* _About this exercise_: In the entries below, find each line with the word "front" and return it.

* _Recorded information_:
-.-.-

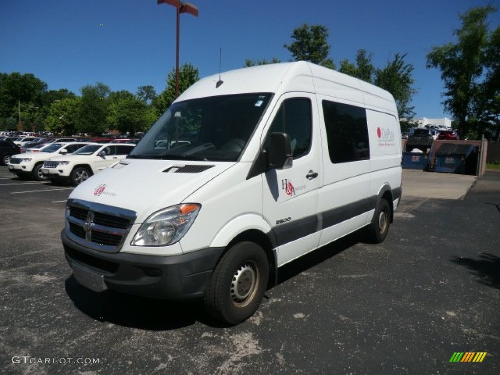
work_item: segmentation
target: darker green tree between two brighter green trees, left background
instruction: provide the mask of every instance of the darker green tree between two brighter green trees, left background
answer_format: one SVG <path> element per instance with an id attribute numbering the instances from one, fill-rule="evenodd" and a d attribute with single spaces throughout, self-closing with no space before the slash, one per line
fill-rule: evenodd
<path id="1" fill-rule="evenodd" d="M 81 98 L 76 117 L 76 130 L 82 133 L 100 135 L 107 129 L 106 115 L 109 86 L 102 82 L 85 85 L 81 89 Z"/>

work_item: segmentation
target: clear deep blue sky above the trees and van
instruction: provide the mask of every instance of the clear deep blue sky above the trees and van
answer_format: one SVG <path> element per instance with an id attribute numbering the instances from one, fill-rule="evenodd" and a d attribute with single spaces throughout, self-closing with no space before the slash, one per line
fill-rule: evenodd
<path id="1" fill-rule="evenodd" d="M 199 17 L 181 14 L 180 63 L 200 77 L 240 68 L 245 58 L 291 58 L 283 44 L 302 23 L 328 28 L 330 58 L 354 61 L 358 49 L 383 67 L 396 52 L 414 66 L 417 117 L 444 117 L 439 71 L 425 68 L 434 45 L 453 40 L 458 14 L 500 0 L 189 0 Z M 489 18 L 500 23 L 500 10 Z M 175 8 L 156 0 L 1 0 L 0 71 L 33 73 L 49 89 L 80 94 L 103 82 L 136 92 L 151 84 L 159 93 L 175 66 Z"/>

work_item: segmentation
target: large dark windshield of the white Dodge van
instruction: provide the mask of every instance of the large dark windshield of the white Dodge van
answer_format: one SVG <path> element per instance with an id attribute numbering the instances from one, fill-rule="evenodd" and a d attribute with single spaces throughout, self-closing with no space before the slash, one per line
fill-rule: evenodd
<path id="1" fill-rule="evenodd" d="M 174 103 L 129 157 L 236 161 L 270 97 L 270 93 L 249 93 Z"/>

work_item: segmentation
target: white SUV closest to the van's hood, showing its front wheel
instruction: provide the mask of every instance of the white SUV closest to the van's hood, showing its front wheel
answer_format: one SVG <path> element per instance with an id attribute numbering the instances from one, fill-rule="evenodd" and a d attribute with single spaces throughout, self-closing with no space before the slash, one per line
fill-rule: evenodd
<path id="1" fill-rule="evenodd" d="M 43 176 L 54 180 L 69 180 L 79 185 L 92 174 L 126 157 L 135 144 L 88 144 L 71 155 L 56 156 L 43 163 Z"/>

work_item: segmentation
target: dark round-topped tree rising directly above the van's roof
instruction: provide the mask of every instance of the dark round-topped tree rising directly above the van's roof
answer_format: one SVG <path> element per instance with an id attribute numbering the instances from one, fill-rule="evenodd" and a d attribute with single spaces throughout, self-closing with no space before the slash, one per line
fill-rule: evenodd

-.-.-

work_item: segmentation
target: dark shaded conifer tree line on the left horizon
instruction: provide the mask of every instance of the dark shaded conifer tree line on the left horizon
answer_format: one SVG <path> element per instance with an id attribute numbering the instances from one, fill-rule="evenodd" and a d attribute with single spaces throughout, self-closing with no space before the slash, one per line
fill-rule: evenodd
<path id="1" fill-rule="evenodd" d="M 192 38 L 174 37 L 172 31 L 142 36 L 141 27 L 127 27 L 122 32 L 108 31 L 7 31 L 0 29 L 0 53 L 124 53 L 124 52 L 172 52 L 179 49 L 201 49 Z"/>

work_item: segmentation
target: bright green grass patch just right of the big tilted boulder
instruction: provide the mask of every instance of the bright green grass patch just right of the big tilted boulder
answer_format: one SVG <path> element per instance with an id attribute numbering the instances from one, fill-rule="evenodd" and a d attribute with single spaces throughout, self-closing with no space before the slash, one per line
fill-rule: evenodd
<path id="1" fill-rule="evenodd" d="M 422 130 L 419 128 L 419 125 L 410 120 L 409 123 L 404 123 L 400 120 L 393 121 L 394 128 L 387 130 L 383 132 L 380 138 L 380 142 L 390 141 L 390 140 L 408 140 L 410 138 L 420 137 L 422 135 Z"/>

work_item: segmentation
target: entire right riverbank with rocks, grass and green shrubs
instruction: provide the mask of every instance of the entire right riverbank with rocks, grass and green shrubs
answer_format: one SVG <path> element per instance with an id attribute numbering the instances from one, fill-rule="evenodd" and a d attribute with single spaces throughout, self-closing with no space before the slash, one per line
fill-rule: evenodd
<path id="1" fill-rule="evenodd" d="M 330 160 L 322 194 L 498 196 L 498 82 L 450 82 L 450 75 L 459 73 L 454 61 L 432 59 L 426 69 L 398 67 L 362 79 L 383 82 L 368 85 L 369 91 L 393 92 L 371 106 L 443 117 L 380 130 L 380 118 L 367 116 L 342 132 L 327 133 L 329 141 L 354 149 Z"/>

-.-.-

* _Result below_:
target: white SUV closest to the van's hood, showing its front wheel
instruction: provide the mask of every instance of the white SUV closest to the van's hood, showing its front wheel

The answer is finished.